## PROVIDED RECORDS
══════════

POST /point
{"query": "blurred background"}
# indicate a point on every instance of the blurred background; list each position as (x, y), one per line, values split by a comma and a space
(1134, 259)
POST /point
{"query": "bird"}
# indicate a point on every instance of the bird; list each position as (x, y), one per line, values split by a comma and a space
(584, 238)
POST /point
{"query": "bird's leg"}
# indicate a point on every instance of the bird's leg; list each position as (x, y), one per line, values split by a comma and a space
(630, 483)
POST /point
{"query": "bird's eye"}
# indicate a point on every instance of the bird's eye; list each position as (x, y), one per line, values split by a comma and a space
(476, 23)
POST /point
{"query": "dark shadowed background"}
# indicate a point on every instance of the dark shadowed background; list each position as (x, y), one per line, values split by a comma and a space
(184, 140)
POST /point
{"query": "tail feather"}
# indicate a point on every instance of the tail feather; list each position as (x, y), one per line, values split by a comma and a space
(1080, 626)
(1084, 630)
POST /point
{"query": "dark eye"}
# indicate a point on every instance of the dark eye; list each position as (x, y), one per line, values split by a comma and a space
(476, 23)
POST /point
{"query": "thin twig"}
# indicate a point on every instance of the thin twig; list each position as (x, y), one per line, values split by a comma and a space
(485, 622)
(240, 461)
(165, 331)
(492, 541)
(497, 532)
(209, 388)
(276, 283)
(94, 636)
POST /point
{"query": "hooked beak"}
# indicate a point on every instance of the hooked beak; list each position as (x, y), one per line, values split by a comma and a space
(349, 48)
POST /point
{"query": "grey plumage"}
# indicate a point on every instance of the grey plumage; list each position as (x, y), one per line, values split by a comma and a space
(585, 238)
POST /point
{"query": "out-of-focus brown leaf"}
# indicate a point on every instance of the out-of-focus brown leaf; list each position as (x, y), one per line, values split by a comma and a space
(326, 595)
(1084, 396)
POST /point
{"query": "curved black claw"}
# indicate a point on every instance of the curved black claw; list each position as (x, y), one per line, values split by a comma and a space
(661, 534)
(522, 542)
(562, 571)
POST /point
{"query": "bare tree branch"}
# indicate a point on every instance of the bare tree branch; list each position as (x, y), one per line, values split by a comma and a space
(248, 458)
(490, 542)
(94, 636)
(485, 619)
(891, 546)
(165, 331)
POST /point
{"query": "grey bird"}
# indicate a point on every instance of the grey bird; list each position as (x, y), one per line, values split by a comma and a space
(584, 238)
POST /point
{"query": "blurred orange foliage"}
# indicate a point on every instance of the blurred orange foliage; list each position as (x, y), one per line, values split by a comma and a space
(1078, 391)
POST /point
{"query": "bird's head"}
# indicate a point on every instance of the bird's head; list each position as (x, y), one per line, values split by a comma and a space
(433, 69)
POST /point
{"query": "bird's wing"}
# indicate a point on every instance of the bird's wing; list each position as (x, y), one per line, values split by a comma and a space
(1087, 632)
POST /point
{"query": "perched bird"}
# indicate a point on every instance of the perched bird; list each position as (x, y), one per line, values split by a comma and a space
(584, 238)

══════════

## WHAT THE EXERCISE ASKS
Copy, without any change, the lines from the one that contains "# indicate a point on every instance of the bird's head;" to the final line of the entries above.

## WRITTEN RESPONSE
# indicate a point on every instance of the bird's head; list each position as (x, y), one per line, values split by a comma and a space
(433, 69)
POST /point
{"query": "bird's wing"}
# indicate a point on every instance of the bird's wing; list each position as (x, y), one per line, values split by a comma and a space
(1087, 632)
POST /point
{"query": "perched bird"}
# indicate a point on every instance of the perched bird; list each position as (x, y), one per line, values split by a comma and a space
(584, 238)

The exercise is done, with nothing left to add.